▶ [Problem statement] Reproduce the listing word for word, leaving every picture behind.

══════════════════════════════

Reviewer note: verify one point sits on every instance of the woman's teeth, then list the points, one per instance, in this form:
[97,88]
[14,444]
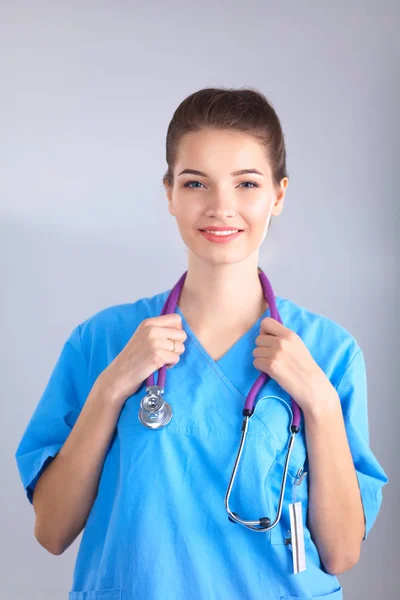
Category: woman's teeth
[222,232]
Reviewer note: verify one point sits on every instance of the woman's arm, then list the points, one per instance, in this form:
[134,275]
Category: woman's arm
[335,510]
[65,491]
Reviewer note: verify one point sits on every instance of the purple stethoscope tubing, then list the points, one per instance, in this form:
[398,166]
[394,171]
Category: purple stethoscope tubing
[169,307]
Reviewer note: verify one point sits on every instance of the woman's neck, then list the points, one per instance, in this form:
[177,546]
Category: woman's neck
[223,295]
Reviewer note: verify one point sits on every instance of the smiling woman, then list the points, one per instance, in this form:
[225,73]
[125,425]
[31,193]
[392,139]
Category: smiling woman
[150,493]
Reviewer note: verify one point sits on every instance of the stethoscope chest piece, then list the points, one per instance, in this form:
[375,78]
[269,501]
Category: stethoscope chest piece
[154,411]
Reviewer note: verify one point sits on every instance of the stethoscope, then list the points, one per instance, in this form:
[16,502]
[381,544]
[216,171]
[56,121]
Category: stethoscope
[156,413]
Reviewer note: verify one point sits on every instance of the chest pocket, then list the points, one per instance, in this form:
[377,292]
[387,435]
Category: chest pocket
[271,420]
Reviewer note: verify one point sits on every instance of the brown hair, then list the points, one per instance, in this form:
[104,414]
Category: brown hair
[242,109]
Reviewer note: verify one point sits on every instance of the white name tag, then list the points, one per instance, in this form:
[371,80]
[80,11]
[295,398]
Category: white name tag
[297,537]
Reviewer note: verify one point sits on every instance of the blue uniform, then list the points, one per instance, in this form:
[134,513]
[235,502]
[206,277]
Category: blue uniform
[158,527]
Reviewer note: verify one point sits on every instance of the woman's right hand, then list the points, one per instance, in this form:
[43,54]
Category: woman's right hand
[149,349]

══════════════════════════════

▶ [Solution for this exercise]
Reviewer note: verify one point sits on every instance of the woman's teeth, then list the points, one per instance, in this form:
[97,88]
[14,444]
Category: woman's teeth
[222,232]
Reviewer note: verify one point sits on every instance of the woman's arm, then list the points, one per instance, in this form:
[134,275]
Category: woman's arm
[335,510]
[65,491]
Reviewer note: verify one point sits on every instance of the purple stethoscope tubing, then list the points, one per instance, in this form:
[398,166]
[394,171]
Category: purple stethoscope tubing
[169,307]
Reviewer note: verify one point sits on every instance of the woman's neck, then list the points, one per instance, in this form:
[177,546]
Category: woman's neck
[223,295]
Reviewer note: verify one point sits on every instance of the smiling woman, then list the points, one per instance, in this form:
[225,73]
[125,425]
[31,193]
[392,139]
Category: smiling woman
[150,493]
Reviewer note: verify one point sits on every instance of the stethoscope chest piece, then list the points, one per instance, in this form:
[375,78]
[269,501]
Category: stethoscope chest piece
[154,411]
Reviewer note: verify one point sits on every instance of the stethoscope, then list the points, one per instance, in this form:
[16,502]
[381,544]
[216,171]
[56,121]
Category: stethoscope
[156,413]
Reviewer note: verify one point sits on every instance of the chest pocket, then list the points, one per instance, in this form:
[377,292]
[387,435]
Category: chest pocket
[271,420]
Reviewer note: verify one point sits on every instance of the brown hair, then list the points, one per instance, in this form:
[104,414]
Category: brown hair
[242,109]
Reviewer note: verify one point sits on every instance of the white name tag, then list the points, one per instance, in this form:
[371,80]
[80,11]
[295,398]
Category: white name tag
[297,537]
Reviewer note: verify one point sits on every instance of the blue uniform, then list the points, one per instance, in this form:
[134,513]
[235,502]
[206,277]
Category: blue uniform
[158,527]
Reviewer note: verify one point sits on every instance of the woman's right hand, then list the points, one per instance, in this form:
[43,54]
Category: woman's right hand
[149,349]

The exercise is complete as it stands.